▸ Your goal
The data follows this line. Copy verbatim the line with "the red and" and each line after it to the end.

Point-based annotation data:

_ _ _ _ _ _ _

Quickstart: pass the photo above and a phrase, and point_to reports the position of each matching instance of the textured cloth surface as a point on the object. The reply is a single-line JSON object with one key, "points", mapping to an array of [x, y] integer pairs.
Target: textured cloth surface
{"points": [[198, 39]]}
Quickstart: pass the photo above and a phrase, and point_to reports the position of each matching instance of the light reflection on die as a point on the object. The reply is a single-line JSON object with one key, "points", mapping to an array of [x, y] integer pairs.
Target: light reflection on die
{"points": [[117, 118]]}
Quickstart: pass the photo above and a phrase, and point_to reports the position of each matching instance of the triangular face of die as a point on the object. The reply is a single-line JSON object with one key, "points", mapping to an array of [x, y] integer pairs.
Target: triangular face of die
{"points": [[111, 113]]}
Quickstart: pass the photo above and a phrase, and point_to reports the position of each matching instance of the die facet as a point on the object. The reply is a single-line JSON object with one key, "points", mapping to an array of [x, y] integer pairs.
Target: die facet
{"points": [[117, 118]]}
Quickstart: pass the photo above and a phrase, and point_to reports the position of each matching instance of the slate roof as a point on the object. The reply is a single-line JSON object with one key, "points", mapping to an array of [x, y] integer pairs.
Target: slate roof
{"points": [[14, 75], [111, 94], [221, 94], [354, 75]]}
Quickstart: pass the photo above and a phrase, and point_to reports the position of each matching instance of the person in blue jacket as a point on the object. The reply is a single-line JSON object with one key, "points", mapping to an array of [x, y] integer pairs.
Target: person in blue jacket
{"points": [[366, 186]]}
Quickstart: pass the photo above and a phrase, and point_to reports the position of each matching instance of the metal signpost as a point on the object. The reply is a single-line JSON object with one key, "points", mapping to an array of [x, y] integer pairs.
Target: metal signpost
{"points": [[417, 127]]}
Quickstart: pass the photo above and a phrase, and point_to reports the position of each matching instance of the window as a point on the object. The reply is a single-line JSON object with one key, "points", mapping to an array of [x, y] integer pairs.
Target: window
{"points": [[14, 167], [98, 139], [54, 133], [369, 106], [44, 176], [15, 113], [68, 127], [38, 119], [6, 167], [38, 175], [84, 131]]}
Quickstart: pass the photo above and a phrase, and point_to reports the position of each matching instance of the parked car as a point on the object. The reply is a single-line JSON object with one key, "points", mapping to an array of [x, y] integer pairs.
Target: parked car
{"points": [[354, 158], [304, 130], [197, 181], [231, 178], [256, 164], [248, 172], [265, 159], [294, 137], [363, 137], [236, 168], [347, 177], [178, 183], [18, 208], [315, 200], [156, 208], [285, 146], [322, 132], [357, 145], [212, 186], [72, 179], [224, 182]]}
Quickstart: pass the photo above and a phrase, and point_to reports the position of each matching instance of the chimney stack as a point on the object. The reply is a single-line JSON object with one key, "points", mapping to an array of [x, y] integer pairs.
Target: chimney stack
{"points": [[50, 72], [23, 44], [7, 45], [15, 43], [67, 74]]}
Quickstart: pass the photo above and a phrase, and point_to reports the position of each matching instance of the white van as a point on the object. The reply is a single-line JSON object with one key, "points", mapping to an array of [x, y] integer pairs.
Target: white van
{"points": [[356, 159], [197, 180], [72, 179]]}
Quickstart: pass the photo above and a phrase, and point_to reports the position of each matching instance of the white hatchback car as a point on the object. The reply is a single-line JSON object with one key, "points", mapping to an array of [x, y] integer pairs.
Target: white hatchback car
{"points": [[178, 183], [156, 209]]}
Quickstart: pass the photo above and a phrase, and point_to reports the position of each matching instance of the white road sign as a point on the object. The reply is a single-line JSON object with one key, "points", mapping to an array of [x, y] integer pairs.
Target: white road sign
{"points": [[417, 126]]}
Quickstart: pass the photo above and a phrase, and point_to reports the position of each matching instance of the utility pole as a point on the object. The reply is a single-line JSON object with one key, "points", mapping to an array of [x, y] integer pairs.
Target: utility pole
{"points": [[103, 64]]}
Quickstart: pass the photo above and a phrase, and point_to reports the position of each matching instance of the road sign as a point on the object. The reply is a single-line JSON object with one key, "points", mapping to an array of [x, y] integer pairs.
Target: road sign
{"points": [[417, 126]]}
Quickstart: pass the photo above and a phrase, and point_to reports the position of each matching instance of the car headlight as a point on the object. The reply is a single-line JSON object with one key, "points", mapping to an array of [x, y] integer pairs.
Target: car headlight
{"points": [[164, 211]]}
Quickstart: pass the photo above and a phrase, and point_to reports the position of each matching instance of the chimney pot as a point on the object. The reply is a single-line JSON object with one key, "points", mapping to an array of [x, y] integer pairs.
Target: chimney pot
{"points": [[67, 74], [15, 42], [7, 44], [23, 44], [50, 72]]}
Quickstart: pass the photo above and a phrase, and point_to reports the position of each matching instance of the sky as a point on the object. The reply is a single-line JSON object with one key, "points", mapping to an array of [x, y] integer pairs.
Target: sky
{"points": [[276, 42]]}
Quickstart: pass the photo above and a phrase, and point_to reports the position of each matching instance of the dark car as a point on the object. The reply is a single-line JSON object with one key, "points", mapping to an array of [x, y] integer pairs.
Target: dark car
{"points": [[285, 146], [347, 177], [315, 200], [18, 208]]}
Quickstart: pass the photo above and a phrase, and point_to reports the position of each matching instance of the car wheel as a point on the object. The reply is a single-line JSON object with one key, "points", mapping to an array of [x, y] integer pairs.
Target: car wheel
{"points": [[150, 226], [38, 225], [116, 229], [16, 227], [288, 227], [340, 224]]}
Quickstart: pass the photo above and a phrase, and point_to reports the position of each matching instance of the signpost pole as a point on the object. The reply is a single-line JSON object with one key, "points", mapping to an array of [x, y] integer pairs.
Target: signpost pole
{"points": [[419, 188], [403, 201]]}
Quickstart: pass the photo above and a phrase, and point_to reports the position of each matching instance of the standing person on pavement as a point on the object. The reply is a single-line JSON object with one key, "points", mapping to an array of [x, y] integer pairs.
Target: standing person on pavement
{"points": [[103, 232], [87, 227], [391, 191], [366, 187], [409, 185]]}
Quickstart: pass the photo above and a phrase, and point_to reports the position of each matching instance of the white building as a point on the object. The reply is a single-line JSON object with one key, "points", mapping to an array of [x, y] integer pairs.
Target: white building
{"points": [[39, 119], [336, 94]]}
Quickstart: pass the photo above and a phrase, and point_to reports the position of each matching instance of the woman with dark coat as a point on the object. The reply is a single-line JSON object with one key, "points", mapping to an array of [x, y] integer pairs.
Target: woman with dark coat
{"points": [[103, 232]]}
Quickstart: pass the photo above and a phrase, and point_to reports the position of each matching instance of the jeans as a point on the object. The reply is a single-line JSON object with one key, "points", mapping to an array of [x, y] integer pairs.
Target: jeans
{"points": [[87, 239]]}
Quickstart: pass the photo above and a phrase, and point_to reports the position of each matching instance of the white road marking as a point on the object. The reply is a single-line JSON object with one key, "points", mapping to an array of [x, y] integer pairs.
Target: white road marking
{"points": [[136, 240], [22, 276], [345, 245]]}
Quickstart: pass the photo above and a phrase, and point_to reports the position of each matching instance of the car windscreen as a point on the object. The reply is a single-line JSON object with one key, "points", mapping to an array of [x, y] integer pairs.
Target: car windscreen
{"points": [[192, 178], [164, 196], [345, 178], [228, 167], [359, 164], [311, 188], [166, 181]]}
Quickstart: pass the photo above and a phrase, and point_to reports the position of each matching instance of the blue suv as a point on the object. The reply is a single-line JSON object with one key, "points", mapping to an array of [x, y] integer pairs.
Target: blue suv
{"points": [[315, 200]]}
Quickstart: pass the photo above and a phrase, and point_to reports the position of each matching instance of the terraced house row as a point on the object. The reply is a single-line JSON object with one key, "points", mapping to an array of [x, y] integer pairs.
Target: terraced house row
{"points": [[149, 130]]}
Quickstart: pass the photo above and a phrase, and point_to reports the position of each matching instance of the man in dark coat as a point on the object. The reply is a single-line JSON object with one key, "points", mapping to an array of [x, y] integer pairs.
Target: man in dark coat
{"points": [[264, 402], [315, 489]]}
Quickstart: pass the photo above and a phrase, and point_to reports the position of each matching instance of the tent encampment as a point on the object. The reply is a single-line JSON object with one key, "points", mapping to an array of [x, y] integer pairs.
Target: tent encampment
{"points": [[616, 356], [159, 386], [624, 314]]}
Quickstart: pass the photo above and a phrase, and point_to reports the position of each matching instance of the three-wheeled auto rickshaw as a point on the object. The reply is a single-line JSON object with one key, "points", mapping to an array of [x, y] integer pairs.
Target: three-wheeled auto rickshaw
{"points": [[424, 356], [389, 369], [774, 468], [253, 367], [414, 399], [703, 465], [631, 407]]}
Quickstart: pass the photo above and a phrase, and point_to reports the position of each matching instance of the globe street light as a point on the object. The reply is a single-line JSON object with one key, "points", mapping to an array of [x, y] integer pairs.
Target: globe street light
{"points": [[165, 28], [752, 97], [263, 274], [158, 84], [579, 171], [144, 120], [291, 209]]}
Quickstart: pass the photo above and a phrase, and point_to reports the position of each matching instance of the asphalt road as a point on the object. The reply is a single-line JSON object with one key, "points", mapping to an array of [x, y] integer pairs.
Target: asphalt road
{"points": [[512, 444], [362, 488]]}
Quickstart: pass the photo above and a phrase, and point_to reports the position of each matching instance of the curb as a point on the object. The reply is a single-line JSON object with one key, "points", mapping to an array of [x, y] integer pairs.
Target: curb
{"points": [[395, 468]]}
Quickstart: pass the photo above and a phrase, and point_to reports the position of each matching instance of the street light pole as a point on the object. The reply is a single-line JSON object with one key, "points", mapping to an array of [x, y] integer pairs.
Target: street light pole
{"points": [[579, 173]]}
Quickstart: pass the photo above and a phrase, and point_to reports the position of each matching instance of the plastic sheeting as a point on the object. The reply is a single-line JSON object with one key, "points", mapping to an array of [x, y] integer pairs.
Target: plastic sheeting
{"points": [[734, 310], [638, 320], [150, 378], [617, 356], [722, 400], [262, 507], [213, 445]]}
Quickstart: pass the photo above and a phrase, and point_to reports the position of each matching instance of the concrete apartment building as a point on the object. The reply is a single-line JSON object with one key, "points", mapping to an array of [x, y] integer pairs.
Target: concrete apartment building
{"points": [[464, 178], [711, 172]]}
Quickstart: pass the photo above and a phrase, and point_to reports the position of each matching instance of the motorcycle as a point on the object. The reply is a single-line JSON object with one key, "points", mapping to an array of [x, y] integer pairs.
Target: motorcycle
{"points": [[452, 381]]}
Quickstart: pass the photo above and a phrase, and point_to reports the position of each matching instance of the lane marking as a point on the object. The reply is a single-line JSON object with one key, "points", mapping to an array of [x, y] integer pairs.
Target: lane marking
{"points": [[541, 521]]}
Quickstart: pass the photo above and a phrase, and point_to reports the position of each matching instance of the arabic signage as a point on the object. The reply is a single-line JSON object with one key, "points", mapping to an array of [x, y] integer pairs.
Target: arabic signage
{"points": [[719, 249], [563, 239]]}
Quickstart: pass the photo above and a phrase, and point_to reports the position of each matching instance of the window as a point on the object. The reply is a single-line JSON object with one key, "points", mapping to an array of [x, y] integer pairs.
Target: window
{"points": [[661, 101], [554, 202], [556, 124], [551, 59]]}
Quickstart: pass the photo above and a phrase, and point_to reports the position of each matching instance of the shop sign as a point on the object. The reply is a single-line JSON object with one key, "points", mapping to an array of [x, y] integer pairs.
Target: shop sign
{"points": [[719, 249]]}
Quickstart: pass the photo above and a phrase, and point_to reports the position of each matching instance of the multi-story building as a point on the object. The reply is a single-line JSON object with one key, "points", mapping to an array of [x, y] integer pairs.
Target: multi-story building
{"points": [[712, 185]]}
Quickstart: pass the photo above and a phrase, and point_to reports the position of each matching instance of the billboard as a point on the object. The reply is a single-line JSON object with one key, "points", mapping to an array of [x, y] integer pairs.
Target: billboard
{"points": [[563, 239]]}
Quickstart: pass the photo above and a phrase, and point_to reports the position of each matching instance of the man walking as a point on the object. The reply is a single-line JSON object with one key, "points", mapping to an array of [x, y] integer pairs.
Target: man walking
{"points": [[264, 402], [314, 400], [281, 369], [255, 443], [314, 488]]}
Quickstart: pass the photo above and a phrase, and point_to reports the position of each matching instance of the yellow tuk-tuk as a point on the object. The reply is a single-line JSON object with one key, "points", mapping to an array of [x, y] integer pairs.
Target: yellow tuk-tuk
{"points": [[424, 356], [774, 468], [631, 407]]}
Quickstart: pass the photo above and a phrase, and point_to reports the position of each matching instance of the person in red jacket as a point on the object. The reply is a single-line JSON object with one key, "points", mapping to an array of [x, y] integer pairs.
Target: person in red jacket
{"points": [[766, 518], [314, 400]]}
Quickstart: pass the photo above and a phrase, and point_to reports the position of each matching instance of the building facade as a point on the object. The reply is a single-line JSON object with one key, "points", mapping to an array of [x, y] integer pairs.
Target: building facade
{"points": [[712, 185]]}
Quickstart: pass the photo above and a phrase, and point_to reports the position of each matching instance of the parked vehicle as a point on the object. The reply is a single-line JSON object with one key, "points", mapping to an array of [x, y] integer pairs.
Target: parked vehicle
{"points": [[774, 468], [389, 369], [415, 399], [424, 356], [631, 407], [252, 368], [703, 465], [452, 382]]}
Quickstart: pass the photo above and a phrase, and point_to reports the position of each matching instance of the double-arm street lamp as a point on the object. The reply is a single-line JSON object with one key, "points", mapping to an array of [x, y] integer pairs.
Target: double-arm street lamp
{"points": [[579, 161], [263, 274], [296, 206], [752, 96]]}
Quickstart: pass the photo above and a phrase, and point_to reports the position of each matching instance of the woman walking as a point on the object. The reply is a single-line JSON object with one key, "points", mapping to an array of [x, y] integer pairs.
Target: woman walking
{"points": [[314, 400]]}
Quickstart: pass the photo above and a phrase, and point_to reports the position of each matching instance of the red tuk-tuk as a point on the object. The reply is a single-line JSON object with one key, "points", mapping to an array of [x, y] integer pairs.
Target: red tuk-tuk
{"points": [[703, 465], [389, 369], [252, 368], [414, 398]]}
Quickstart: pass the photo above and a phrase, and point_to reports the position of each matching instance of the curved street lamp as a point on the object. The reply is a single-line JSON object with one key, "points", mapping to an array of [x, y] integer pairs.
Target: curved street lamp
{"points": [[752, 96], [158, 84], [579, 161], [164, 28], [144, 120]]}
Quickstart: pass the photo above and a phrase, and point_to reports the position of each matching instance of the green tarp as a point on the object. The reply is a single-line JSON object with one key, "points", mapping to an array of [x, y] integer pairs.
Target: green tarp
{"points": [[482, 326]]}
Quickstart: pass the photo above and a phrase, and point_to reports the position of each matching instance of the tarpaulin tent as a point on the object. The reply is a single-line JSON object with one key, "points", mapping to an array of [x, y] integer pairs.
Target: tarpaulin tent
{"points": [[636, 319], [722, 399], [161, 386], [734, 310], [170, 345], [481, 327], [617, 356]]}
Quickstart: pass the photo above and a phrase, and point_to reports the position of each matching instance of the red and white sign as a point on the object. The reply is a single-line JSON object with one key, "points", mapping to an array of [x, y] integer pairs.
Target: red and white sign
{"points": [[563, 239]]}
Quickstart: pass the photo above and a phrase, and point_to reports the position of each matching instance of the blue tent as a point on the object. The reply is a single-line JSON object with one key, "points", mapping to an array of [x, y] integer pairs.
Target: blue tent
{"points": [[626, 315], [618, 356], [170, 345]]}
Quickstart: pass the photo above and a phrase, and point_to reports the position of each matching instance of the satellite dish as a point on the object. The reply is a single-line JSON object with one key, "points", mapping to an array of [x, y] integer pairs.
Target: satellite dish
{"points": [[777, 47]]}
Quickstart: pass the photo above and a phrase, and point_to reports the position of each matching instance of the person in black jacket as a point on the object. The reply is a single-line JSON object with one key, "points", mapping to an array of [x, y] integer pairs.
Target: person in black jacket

_ _ _ _ _ _ _

▸ Result of the task
Quickstart: pass the photo above and a phrase, and point_to reports the position of each matching instance of the red and white sign as a point on the object. The reply is a single-line JSON object with one key, "points", mapping to an array of [x, y] integer pairs.
Target: red and white sign
{"points": [[563, 239]]}
Quickstart: pass the photo above and a phrase, and point_to reports the position of each matching instance of the blue tent as a point on the object. The reply is a single-line JSON object with one key, "points", mapping to an array of [x, y] integer pairs.
Target: blue tent
{"points": [[626, 315], [618, 356], [170, 345]]}
Quickstart: pass the photo above and a phrase, and point_to reports the position of each matching instance of the satellite dish as a point on the object. The reply is a single-line JSON object with one key, "points", mapping to an array of [x, y] integer pairs.
Target: satellite dish
{"points": [[777, 47]]}
Quickstart: pass the photo above and a phrase, and point_to reports the position of each matching instance of the person in black jacket as a point on the object. The reply is a single-line JSON object with one key, "points", mapping to an array of [x, y] integer pairs.
Target: person in black jacket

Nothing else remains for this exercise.